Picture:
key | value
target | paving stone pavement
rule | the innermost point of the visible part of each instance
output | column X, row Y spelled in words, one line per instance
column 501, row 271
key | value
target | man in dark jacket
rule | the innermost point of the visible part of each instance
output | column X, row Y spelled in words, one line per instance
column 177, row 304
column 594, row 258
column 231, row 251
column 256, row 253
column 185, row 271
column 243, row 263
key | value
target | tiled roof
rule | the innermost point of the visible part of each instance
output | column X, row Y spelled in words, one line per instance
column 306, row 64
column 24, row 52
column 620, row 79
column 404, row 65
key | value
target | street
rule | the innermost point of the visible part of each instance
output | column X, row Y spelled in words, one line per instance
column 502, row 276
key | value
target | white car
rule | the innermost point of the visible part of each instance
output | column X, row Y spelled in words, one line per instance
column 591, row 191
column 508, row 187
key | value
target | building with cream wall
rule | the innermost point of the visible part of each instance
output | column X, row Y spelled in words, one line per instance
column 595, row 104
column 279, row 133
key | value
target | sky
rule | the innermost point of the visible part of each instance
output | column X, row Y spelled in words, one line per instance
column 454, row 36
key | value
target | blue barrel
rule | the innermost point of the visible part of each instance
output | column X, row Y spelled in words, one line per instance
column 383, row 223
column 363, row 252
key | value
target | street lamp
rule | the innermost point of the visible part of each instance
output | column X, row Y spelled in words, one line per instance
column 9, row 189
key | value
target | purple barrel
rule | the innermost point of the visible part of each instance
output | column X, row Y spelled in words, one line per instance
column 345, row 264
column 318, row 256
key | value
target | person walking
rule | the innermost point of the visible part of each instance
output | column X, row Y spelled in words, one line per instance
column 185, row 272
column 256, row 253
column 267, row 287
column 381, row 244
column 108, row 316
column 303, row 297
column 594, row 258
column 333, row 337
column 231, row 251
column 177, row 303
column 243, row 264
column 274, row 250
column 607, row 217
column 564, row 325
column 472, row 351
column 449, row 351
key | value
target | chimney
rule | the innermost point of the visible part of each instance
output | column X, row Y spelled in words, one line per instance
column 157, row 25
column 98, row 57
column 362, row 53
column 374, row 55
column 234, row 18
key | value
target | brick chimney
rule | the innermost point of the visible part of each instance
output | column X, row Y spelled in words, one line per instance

++++++++

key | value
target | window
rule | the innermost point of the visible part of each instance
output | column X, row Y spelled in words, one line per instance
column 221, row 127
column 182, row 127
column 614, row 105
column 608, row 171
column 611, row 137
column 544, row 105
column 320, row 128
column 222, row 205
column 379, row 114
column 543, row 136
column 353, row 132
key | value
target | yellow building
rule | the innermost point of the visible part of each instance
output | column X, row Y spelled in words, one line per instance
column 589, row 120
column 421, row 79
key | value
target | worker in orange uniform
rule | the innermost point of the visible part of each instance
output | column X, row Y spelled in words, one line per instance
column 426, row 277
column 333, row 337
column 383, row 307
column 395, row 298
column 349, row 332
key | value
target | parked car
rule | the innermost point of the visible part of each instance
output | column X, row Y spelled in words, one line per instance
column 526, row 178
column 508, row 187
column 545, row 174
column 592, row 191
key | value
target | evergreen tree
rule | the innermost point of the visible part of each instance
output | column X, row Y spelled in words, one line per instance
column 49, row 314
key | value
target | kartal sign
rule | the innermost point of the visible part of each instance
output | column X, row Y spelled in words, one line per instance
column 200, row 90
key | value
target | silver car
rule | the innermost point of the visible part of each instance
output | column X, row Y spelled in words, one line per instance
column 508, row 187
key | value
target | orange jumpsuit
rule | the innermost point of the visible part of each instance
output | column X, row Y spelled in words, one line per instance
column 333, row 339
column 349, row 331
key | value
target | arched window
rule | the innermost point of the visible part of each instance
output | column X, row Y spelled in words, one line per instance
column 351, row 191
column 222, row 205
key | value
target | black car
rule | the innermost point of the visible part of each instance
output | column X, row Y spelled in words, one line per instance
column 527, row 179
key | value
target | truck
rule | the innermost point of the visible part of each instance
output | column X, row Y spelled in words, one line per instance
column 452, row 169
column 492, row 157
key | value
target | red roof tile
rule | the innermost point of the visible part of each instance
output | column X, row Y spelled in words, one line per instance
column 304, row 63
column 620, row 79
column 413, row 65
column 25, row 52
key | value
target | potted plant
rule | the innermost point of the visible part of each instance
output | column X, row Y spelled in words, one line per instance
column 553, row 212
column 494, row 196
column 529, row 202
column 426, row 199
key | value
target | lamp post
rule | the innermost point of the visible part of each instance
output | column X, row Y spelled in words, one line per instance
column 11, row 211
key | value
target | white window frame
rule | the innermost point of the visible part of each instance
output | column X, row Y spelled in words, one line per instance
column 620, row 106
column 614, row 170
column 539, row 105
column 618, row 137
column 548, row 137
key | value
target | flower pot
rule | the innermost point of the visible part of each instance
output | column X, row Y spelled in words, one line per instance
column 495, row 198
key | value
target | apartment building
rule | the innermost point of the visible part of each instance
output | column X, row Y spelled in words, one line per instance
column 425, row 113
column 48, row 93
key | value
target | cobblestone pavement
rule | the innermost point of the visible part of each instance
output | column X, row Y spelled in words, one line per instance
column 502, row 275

++++++++

> Task objective
Lines of the listing above that hold the string "building" should each be copied.

> The answer
target | building with cream wall
target | yellow building
target | apartment building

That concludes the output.